- _EXERCISE DIRECTIONS_
Copy the listing word for word, starting at the line that contains "Where can the calm" and running through the end of the listing.

(Stored items)
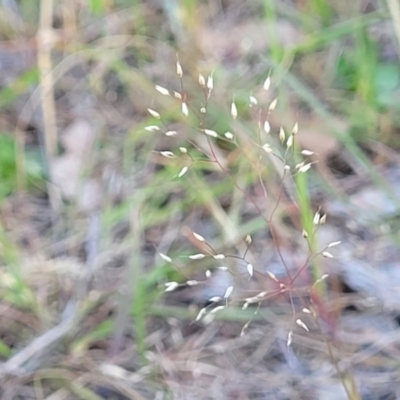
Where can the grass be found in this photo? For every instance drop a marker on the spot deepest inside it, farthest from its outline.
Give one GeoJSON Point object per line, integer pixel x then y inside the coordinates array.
{"type": "Point", "coordinates": [333, 69]}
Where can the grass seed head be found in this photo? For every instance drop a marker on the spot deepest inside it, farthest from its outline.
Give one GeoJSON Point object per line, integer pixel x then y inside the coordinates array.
{"type": "Point", "coordinates": [210, 132]}
{"type": "Point", "coordinates": [289, 340]}
{"type": "Point", "coordinates": [185, 109]}
{"type": "Point", "coordinates": [210, 83]}
{"type": "Point", "coordinates": [233, 110]}
{"type": "Point", "coordinates": [154, 113]}
{"type": "Point", "coordinates": [179, 70]}
{"type": "Point", "coordinates": [198, 237]}
{"type": "Point", "coordinates": [198, 256]}
{"type": "Point", "coordinates": [152, 128]}
{"type": "Point", "coordinates": [165, 257]}
{"type": "Point", "coordinates": [162, 90]}
{"type": "Point", "coordinates": [168, 154]}
{"type": "Point", "coordinates": [202, 81]}
{"type": "Point", "coordinates": [282, 135]}
{"type": "Point", "coordinates": [228, 292]}
{"type": "Point", "coordinates": [267, 84]}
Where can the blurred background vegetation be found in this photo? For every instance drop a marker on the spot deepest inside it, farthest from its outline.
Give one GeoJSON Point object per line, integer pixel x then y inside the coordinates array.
{"type": "Point", "coordinates": [87, 202]}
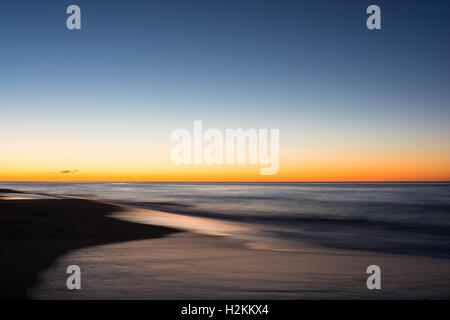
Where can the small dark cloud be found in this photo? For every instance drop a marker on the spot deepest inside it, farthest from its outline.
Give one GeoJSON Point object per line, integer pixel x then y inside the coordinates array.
{"type": "Point", "coordinates": [69, 171]}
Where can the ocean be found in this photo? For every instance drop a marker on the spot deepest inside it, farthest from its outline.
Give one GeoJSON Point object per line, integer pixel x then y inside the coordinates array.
{"type": "Point", "coordinates": [396, 218]}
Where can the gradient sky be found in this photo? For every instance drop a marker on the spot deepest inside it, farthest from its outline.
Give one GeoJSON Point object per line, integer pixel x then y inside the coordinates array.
{"type": "Point", "coordinates": [351, 104]}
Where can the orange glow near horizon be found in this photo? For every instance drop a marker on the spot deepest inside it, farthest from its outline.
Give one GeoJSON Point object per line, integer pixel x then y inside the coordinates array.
{"type": "Point", "coordinates": [345, 162]}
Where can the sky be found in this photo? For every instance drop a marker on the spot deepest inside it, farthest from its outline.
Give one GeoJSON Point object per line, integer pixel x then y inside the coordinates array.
{"type": "Point", "coordinates": [100, 103]}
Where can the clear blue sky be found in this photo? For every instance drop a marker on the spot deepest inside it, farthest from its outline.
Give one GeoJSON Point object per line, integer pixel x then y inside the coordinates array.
{"type": "Point", "coordinates": [293, 65]}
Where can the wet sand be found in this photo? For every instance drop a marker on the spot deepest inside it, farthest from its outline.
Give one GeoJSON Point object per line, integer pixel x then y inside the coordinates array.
{"type": "Point", "coordinates": [33, 233]}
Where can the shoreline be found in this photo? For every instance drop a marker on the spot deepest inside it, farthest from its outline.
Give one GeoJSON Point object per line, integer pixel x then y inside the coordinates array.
{"type": "Point", "coordinates": [34, 233]}
{"type": "Point", "coordinates": [126, 259]}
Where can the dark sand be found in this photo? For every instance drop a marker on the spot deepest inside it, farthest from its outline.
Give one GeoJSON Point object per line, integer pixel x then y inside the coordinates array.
{"type": "Point", "coordinates": [33, 233]}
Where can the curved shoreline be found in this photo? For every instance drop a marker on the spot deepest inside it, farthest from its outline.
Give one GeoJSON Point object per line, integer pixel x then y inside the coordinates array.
{"type": "Point", "coordinates": [34, 233]}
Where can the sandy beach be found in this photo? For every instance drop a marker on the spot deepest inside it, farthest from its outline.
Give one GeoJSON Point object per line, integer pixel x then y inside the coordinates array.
{"type": "Point", "coordinates": [33, 233]}
{"type": "Point", "coordinates": [127, 260]}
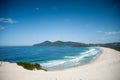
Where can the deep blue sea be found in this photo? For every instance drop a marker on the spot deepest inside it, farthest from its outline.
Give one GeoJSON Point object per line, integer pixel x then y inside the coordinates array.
{"type": "Point", "coordinates": [49, 57]}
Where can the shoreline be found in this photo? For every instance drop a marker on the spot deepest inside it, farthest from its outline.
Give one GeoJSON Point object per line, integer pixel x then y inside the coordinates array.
{"type": "Point", "coordinates": [98, 54]}
{"type": "Point", "coordinates": [106, 66]}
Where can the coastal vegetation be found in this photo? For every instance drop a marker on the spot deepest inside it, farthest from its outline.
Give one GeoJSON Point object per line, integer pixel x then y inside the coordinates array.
{"type": "Point", "coordinates": [30, 66]}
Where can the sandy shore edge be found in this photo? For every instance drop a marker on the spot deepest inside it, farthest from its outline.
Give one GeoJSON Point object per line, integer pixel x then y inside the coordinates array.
{"type": "Point", "coordinates": [105, 67]}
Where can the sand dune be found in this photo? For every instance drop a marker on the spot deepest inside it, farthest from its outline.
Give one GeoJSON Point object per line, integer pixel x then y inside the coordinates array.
{"type": "Point", "coordinates": [105, 67]}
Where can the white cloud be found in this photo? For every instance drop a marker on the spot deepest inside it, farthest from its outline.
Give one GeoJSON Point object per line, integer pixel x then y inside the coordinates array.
{"type": "Point", "coordinates": [37, 9]}
{"type": "Point", "coordinates": [99, 31]}
{"type": "Point", "coordinates": [67, 20]}
{"type": "Point", "coordinates": [114, 32]}
{"type": "Point", "coordinates": [1, 27]}
{"type": "Point", "coordinates": [110, 32]}
{"type": "Point", "coordinates": [7, 20]}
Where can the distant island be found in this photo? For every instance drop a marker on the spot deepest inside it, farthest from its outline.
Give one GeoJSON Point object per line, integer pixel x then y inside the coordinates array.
{"type": "Point", "coordinates": [114, 45]}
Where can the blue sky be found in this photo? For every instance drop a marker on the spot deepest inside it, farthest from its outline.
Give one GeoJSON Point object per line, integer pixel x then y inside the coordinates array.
{"type": "Point", "coordinates": [26, 22]}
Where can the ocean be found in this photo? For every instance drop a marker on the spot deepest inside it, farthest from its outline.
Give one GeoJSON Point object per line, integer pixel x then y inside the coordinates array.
{"type": "Point", "coordinates": [50, 57]}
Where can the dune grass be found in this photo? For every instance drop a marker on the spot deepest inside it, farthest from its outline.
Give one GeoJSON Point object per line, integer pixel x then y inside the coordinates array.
{"type": "Point", "coordinates": [30, 66]}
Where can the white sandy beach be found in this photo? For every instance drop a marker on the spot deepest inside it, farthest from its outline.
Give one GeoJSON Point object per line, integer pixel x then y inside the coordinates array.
{"type": "Point", "coordinates": [105, 67]}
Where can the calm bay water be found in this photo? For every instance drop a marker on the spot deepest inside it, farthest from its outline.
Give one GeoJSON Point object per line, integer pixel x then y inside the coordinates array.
{"type": "Point", "coordinates": [49, 57]}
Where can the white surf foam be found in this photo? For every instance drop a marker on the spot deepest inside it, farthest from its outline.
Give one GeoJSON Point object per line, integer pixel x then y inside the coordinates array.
{"type": "Point", "coordinates": [70, 60]}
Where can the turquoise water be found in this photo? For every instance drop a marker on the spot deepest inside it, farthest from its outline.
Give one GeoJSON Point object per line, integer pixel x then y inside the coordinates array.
{"type": "Point", "coordinates": [49, 57]}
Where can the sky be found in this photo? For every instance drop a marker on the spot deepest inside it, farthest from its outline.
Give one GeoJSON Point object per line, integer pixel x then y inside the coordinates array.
{"type": "Point", "coordinates": [27, 22]}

- _THE ANSWER_
Where can the calm bay water be found in this photo? For every instance drop a marker on the spot deepest inside it, farthest from its outline.
Give one GeoJSON Point object per line, integer pixel x then y inside the coordinates array.
{"type": "Point", "coordinates": [49, 57]}
Where can the white surf foam be found in this photo? For every instance drop a marker on the spot deepest inside it, farthest from its outline.
Give one GeoJSON Point object per line, integer pixel x then y inside the coordinates array.
{"type": "Point", "coordinates": [70, 60]}
Where can the turquoise water be found in this photo? For every instance drop a marker on the spot deepest inside it, farthest from its outline.
Give one GeoJSON Point object per line, integer pixel x then y inside the coordinates array.
{"type": "Point", "coordinates": [49, 57]}
Where can the sky be found in this photo? For every instance drop a marker on the spot deepest inside it, farthest from its outline.
Give one GeoJSON Point object per line, integer pixel x then y inside the coordinates array.
{"type": "Point", "coordinates": [27, 22]}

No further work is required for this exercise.